Filter the data for lines with the word "slope" and copy those lines.

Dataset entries

=-=-=-=-=

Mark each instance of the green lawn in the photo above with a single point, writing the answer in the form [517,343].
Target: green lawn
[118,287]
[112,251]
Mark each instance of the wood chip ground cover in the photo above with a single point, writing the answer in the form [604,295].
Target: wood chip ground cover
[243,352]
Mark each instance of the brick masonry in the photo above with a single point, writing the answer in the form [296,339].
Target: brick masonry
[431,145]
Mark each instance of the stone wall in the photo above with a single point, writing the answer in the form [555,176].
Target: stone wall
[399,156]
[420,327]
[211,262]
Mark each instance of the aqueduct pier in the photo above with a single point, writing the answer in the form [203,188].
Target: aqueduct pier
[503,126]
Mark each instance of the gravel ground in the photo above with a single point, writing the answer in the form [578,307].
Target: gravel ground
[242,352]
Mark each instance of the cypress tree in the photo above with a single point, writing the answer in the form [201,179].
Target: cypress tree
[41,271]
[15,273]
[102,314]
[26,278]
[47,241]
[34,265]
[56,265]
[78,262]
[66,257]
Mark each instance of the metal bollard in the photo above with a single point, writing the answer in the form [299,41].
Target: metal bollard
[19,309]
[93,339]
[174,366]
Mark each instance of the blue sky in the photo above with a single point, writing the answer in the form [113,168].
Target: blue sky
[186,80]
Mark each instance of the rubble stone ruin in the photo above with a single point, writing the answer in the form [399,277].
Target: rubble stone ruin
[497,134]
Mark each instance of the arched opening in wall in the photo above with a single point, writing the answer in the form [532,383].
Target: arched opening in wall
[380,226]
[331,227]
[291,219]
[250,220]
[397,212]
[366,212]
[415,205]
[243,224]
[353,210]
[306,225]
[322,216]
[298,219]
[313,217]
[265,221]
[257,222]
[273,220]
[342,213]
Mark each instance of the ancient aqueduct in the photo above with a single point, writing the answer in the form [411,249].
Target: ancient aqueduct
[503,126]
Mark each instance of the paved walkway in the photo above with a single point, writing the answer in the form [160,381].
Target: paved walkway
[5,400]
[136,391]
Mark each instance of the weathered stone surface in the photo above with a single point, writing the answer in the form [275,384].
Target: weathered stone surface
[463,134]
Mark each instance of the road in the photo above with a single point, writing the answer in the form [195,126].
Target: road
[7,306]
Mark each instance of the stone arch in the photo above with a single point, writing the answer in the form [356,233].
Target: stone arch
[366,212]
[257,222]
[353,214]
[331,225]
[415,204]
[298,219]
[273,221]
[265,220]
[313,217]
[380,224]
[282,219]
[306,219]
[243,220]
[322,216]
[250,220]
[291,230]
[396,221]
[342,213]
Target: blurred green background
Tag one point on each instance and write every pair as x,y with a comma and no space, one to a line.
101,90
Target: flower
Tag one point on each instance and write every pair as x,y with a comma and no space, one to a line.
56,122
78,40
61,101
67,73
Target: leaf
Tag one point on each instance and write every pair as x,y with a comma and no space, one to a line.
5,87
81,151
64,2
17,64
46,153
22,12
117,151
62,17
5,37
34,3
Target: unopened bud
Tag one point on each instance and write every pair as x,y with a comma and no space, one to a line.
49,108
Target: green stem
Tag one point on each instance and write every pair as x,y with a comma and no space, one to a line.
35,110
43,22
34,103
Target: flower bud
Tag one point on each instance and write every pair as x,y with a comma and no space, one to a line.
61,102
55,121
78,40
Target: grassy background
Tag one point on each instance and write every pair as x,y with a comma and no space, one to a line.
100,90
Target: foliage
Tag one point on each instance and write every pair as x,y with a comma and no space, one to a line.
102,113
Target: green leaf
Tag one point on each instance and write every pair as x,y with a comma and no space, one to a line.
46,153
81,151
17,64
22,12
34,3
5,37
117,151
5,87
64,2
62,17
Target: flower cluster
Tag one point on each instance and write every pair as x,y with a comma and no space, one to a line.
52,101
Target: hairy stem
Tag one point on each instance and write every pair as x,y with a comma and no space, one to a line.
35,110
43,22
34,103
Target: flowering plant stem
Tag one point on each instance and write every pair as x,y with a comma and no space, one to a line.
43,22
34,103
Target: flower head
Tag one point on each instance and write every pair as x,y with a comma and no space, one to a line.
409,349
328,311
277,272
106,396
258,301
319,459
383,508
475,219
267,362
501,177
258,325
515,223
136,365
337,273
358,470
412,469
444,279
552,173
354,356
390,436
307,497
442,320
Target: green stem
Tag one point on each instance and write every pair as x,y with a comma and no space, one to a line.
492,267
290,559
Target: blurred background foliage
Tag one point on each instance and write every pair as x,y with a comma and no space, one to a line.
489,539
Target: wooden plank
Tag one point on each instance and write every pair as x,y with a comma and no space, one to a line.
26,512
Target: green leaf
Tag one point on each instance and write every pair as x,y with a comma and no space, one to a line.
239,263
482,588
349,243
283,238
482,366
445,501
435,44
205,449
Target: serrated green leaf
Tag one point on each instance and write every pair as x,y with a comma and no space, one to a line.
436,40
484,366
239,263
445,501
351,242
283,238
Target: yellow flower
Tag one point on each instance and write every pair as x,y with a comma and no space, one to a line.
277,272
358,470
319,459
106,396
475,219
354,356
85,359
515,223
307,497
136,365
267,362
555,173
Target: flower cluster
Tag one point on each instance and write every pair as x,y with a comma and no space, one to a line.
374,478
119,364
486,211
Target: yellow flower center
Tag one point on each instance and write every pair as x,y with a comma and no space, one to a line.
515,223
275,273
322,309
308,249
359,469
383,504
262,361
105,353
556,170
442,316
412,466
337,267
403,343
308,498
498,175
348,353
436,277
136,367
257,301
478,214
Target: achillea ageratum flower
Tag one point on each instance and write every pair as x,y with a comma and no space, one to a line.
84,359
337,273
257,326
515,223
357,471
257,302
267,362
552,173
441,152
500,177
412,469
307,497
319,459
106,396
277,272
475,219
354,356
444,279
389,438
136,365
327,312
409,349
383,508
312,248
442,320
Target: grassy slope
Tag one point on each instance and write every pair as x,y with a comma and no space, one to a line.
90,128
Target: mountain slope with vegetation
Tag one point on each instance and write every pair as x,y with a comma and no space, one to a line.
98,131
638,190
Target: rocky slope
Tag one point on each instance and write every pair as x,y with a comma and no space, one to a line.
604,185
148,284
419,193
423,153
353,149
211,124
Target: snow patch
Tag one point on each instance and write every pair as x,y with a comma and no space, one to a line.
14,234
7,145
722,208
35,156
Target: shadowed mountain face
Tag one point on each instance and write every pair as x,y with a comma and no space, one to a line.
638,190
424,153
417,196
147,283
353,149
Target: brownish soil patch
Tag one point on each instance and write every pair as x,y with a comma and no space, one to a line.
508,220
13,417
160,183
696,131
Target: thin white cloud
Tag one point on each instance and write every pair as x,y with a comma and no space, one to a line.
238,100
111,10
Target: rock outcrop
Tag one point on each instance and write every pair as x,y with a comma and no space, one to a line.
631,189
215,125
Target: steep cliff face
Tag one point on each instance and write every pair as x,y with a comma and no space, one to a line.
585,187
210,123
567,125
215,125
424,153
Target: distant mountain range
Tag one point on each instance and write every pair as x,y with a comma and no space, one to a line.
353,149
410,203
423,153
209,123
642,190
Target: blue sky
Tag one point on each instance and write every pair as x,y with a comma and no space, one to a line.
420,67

=-=-=-=-=

- [EXERCISE RESPONSE]:
Target: grassy slope
Target: mountain slope with vegetation
Target: rocky slope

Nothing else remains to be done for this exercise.